BEGIN DATA EXCERPTS

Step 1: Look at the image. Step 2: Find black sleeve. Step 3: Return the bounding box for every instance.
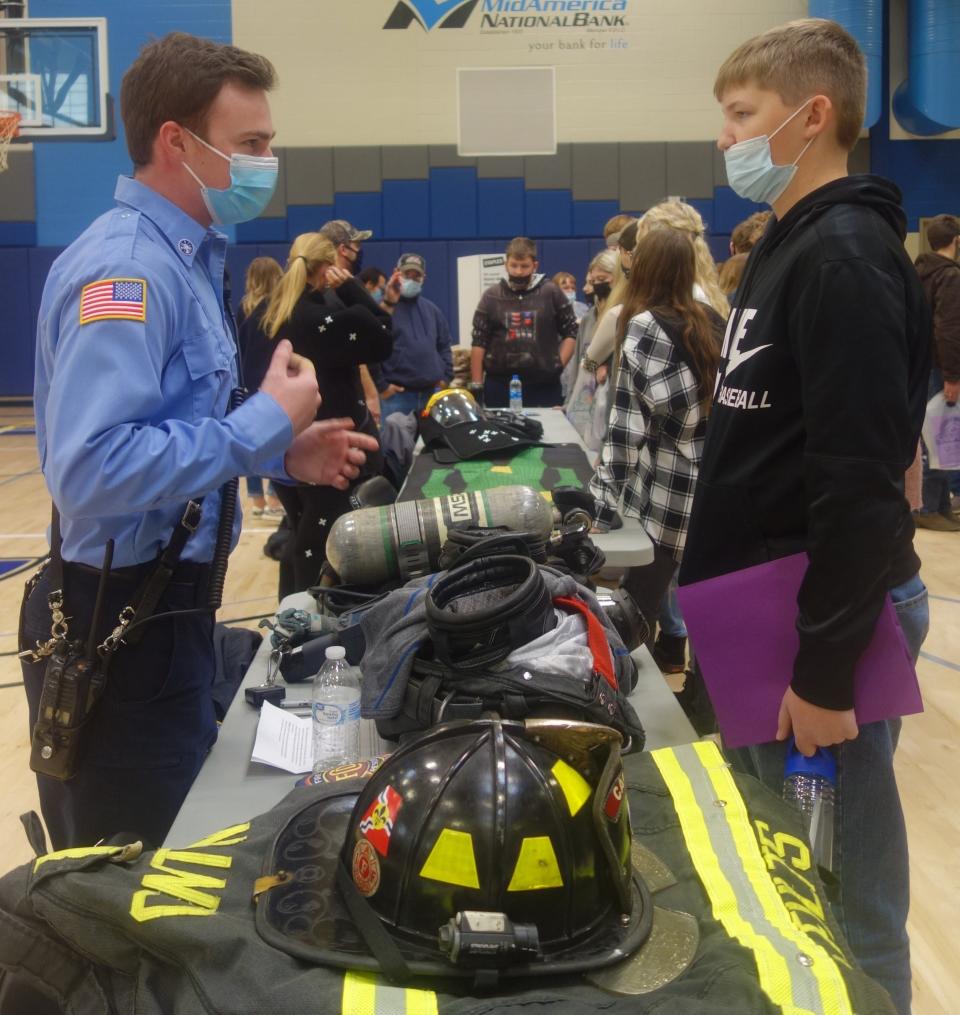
[791,259,914,709]
[553,286,579,342]
[334,278,393,331]
[290,299,394,371]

END DATA EXCERPTS

● **TASK**:
Write out all the rows above again, requests included, with each bounding-box coordinate in the answers multiplied by 1.3 and rounded to the nearest whole number (halves round up). Omit the pictures.

● **FULL SOLUTION**:
Step 1: Look at the image. Step 2: Find black sleeve. Step 3: Return the bounding box for every instance.
[1028,337,1188,922]
[719,372,753,445]
[434,361,511,430]
[377,389,512,482]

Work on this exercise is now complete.